We create a TRANS identifier for each policy event and convert policy attributes into an item list.
The original COBAP dataset is provided in a “wide” format, where each row corresponds to a single border policy event and each column represents a specific policy attribute (e.g. air travel restrictions, visa bans, citizen exceptions).
However, association rule algorithms such as Apriori and ECLAT require the data to be in a transaction format, where: - each transaction is a set of items, - each item represents a characteristic that is present in that transaction.
In this project, we define:
This transformation allows us to interpret each policy event as a “policy package” consisting of several coordinated measures.
item_cols <- c(
"POLICY_TYPE", "POLICY_SUBTYPE",
"AIR", "LAND", "SEA",
"VISA_BAN", "CITIZEN", "HISTORY_BAN", "REFUGEE",
"CITIZEN_EXCEP", "COUNTRY_EXCEP", "WORK_EXCEP"
)
df2 <- df %>%
select(ID, COUNTRY_NAME, START_DATE, all_of(item_cols)) %>%
mutate(
TRANS = paste(COUNTRY_NAME, START_DATE, ID, sep = "_"),
POLICY_TYPE = paste0("TYPE_", POLICY_TYPE),
POLICY_SUBTYPE = paste0("SUBTYPE_", POLICY_SUBTYPE)
)
binary_cols <- c(
"AIR","LAND","SEA",
"VISA_BAN","CITIZEN","HISTORY_BAN","REFUGEE",
"CITIZEN_EXCEP","COUNTRY_EXCEP","WORK_EXCEP"
)
# binary items (keep only variables where val == 1)
long_bin <- df2 %>%
select(TRANS, all_of(binary_cols)) %>%
pivot_longer(-TRANS, names_to="var", values_to="val") %>%
filter(val == 1) %>%
mutate(ITEM = var) %>%
select(TRANS, ITEM)
# categorical items (policy type and subtype become items)
long_cat <- df2 %>%
select(TRANS, POLICY_TYPE, POLICY_SUBTYPE) %>%
pivot_longer(cols=-TRANS, names_to="var", values_to="val") %>%
filter(!is.na(val), val != "SUBTYPE_NONE") %>%
mutate(ITEM = val) %>%
select(TRANS, ITEM)
trans_single <- bind_rows(long_cat, long_bin) %>% distinct()
head(trans_single, 15)

INFORMATION SUPPLIED –
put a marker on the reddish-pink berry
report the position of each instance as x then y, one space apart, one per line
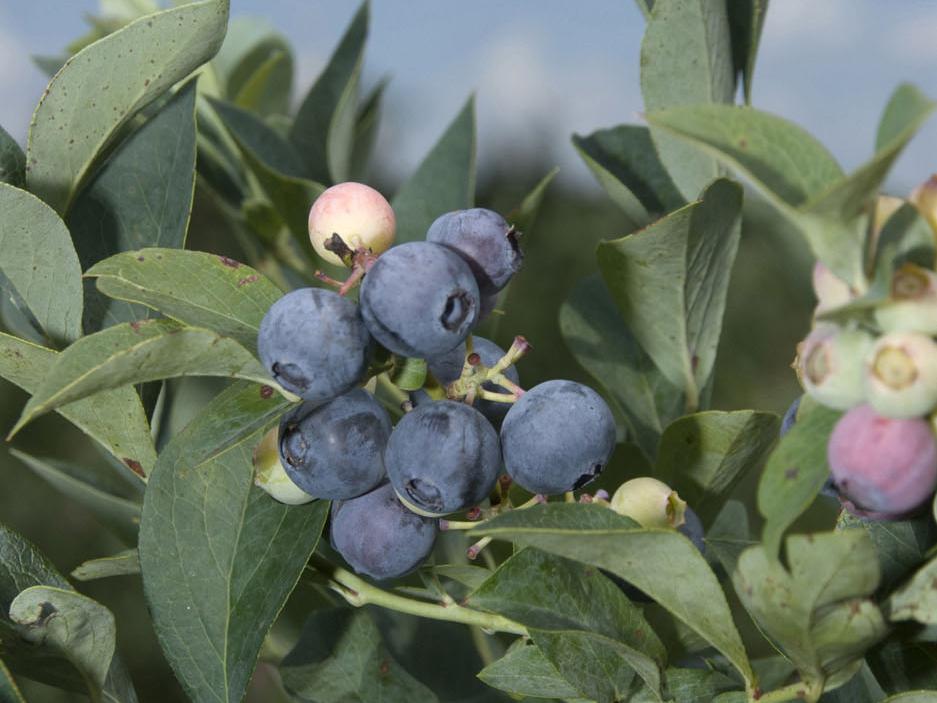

EXERCISE AIM – From the text on converting COBAP policy data into transactions, quote everything from "df2 <- df %>%" down to "where val == 1)".

OUTPUT FOR THIS TASK –
df2 <- df %>%
select(ID, COUNTRY_NAME, START_DATE, all_of(item_cols)) %>%
mutate(
TRANS = paste(COUNTRY_NAME, START_DATE, ID, sep = "_"),
POLICY_TYPE = paste0("TYPE_", POLICY_TYPE),
POLICY_SUBTYPE = paste0("SUBTYPE_", POLICY_SUBTYPE)
)
binary_cols <- c(
"AIR","LAND","SEA",
"VISA_BAN","CITIZEN","HISTORY_BAN","REFUGEE",
"CITIZEN_EXCEP","COUNTRY_EXCEP","WORK_EXCEP"
)
# binary items (keep only variables where val == 1)